━━ Selected text

Question

A 30. g sample of Aluminum was heated to 40. 0C and placed in a calorimeter containing 50. g of water at 21 0C. What is the final temperature of the aluminum-water system if the cAl = 0.21 cal/g0C and cwater = 1.0 cal/ g 0C.
Write the complete equation you will use. 1 point

Substitute the values in the equation in step 1 . 1 point

Report the math answer with 2 sig figs and the correct unit. 1 point

Answer 1

Answer: The final temperature will be $23^oC$

Explanation:

Calculating the heat released or absorbed for the process:

$q=m\times C\times (T_2-T_1)$

In a system, the total amount of heat released is equal to the total amount of heat absorbed.

$q_1=-q_2$

    OR

$m_1\times C_1\times (T_f-T_1)=-m_2\times C_2\times (T_f-T_2)$           ......(1)

where,

$C_1$ = specific heat of aluminium = $0.21 Cal/g^oC$

$C_2$ = heat capacity of water = $1Cal/g^oC$

$m_1$ = mass of aluminium = 30. g

$m_2$ = mass of water = 50. g

$T_f$ = final temperature of the system = ?

$T_1$ = initial temperature of aluminium = $40.^oC$

$T_2$ = initial temperature of the water = $21.^oC$

Putting values in equation 1, we get:

$30\times 0.21\times (T_f-40)=-50\times 1\times (T_f-21)\\\\56.3T_f=1302\\\\T_f=\frac{1302}{56.3}=23.13^oC=23^oC$

Hence, the final temperature will be $23^oC$

━━━━

Problems to solve –
(1) In the calorimetry text, what does the part that opens with the words containing "Calculating the heat" and closes with "(T_f-T_2)$           ......(1)" read like when "released" is substituted with "given off"?
(2) In the calorimetry text, what mass of water does the calorimeter contain?
Work only from the calorimetry text.

━━ Data shown

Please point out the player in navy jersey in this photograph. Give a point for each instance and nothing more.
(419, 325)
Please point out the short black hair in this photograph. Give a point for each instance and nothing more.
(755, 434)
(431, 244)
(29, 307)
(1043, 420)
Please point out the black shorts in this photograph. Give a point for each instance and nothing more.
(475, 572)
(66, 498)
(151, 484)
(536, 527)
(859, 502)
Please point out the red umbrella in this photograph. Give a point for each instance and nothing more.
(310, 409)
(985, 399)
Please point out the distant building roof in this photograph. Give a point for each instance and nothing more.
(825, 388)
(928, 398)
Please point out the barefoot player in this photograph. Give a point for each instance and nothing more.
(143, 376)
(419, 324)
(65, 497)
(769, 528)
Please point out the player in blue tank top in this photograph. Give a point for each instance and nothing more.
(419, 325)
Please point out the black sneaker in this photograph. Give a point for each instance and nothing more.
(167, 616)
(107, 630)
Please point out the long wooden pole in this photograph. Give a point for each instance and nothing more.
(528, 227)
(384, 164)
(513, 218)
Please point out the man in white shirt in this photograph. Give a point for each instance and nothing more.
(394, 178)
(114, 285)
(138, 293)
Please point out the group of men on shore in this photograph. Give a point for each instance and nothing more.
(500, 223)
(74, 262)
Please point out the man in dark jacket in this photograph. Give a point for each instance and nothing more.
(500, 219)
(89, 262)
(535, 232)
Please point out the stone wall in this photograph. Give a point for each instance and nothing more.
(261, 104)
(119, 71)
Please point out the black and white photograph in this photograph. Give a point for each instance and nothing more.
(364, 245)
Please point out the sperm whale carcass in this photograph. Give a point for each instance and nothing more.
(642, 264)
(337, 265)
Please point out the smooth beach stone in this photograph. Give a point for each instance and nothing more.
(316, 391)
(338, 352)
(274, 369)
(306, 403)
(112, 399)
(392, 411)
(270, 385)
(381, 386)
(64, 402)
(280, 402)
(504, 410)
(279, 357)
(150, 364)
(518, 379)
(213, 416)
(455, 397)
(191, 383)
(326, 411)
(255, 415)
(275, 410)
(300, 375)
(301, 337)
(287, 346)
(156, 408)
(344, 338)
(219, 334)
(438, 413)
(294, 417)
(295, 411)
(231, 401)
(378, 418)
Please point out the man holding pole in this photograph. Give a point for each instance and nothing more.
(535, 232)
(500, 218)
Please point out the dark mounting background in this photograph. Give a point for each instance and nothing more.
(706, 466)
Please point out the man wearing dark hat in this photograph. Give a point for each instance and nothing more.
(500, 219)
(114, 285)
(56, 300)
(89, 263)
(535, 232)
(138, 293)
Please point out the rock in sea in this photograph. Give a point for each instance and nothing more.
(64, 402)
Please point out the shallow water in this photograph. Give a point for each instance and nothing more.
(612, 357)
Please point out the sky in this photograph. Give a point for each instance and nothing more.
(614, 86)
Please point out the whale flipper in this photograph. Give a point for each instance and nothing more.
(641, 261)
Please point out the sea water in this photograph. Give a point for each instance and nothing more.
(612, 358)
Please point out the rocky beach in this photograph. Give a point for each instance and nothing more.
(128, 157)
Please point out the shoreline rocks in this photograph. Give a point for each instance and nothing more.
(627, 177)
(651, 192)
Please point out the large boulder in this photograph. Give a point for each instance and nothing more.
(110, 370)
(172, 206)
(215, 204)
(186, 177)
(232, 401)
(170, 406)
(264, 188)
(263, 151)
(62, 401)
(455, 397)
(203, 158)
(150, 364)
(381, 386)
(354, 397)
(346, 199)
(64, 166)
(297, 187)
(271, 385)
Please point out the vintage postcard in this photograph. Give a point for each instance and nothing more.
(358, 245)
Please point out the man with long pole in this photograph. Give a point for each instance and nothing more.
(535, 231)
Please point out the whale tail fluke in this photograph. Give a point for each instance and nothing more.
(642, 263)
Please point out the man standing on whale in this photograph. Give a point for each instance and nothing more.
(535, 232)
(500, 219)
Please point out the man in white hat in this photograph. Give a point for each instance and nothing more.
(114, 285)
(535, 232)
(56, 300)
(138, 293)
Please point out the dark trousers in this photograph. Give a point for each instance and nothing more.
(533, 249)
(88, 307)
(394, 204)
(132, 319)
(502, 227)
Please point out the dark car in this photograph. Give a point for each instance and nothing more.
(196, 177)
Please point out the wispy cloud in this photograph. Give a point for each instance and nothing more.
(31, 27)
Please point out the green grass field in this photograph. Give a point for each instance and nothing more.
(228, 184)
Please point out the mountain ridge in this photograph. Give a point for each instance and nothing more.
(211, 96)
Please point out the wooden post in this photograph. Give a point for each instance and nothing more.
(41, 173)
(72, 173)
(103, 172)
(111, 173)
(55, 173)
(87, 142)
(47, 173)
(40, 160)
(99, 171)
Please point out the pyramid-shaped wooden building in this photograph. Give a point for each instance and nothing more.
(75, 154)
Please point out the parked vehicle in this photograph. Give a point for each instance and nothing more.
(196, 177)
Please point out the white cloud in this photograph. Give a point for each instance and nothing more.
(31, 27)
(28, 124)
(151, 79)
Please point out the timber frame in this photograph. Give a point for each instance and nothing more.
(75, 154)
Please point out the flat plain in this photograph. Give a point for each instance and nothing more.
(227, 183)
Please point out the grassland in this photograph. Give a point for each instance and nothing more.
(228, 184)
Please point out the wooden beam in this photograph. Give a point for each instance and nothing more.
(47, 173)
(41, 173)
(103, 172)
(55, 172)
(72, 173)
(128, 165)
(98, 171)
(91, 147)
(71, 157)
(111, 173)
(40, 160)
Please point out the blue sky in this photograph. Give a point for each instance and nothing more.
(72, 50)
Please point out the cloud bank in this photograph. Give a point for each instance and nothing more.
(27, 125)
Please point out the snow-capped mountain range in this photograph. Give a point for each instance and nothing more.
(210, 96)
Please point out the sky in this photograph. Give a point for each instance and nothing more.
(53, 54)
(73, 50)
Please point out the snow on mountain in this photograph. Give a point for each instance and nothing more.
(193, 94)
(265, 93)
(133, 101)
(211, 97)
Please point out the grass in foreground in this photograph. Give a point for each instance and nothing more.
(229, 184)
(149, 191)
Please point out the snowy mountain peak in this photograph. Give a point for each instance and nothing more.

━━━━

Answer list –
(1)
Calculating the heat given off or absorbed for the process:

$q=m\times C\times (T_2-T_1)$

In a system, the total amount of heat given off is equal to the total amount of heat absorbed.

$q_1=-q_2$

    OR

$m_1\times C_1\times (T_f-T_1)=-m_2\times C_2\times (T_f-T_2)$           ......(1)

(2) 50. g